%%

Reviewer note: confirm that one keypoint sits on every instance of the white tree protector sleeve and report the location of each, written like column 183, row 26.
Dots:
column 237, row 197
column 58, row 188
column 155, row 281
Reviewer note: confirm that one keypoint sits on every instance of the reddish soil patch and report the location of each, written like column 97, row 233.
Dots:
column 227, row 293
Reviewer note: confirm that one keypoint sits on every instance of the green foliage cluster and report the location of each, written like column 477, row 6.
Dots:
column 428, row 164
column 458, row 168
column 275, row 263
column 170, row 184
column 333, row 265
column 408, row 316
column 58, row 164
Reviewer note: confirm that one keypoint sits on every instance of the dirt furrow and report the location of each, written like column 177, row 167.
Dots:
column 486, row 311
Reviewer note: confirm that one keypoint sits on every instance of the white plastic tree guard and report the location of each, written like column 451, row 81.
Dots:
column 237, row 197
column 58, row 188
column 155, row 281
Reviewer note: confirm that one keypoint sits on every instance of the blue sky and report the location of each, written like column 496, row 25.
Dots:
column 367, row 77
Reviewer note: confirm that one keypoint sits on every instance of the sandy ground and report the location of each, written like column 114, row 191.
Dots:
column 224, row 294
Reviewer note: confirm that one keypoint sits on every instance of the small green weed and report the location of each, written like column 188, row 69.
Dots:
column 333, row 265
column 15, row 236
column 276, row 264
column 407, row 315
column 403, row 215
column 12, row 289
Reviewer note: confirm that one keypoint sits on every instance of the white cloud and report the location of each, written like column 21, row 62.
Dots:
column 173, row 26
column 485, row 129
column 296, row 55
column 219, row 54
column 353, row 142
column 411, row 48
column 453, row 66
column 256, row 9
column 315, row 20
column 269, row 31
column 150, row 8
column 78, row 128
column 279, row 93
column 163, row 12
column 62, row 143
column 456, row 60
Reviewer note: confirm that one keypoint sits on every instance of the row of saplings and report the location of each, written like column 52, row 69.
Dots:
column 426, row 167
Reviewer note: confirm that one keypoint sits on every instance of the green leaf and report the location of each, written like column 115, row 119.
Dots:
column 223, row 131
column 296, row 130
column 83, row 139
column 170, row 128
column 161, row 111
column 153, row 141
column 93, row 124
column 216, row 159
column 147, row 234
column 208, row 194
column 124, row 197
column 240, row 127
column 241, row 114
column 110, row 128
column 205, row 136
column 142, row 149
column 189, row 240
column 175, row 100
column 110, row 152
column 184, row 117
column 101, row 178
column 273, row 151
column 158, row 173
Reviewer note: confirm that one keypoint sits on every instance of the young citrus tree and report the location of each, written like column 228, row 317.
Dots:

%%

Reproduce every line of the material above verbatim, from beginning to end.

### Full solution
Reviewer note: confirm that one keypoint sits on every instance of the white tree protector sleeve and report the location of each, written like column 183, row 26.
Dots:
column 237, row 197
column 58, row 188
column 155, row 281
Reviewer note: confirm that one keypoint sits on every instance of the reddish soil patch and report the location of each, written like column 97, row 233.
Dots:
column 227, row 293
Reviewer note: confirm that one keypoint sits on every instance of the green foliage cluster and report the location of each, written like column 477, row 6.
Dots:
column 428, row 164
column 458, row 168
column 275, row 263
column 170, row 184
column 333, row 265
column 408, row 316
column 58, row 164
Reviewer note: confirm that one keypoint sits on every instance of the dirt furrow and report the location of each, written like column 177, row 167.
Dots:
column 486, row 311
Reviewer note: confirm that one keypoint sits on every instance of the white plastic tree guard and report the location of each, written like column 451, row 81.
Dots:
column 237, row 197
column 58, row 188
column 155, row 281
Reviewer note: confirm that one keypoint sits on every instance of the blue sky and report the location of each, written like column 496, row 25.
Dots:
column 367, row 77
Reviewer note: confirm that one keypoint sits on every instance of the sandy ground and report the location of each, written like column 114, row 191.
Dots:
column 224, row 294
Reviewer note: confirm that one keypoint sits on every instance of the small green weed and report the location of each, written like column 188, row 69.
Dots:
column 333, row 265
column 15, row 236
column 276, row 264
column 407, row 315
column 403, row 215
column 12, row 289
Reviewer note: confirm that one keypoint sits on every instance of the white cloud and report the location of each, written like column 21, row 62.
Dots:
column 173, row 26
column 485, row 129
column 296, row 55
column 219, row 54
column 353, row 142
column 411, row 48
column 453, row 66
column 256, row 9
column 315, row 20
column 269, row 31
column 150, row 8
column 78, row 128
column 279, row 93
column 163, row 12
column 62, row 143
column 456, row 60
Reviewer note: confirm that one keypoint sits on every instance of the row of saplings and report the location of each, written like column 52, row 69.
Dots:
column 426, row 167
Reviewer note: confirm that one keypoint sits on every instance of the green leaf and report the location of each, written like column 115, row 119.
Dots:
column 223, row 131
column 296, row 130
column 83, row 139
column 170, row 128
column 161, row 111
column 153, row 141
column 93, row 124
column 216, row 159
column 147, row 234
column 208, row 194
column 124, row 197
column 240, row 127
column 241, row 114
column 110, row 128
column 205, row 136
column 142, row 149
column 189, row 240
column 175, row 100
column 110, row 152
column 184, row 117
column 101, row 178
column 273, row 151
column 158, row 173
Reviewer note: confirm that one keypoint sits on every instance of the young citrus tree and report the location of each, written like column 228, row 317.
Dots:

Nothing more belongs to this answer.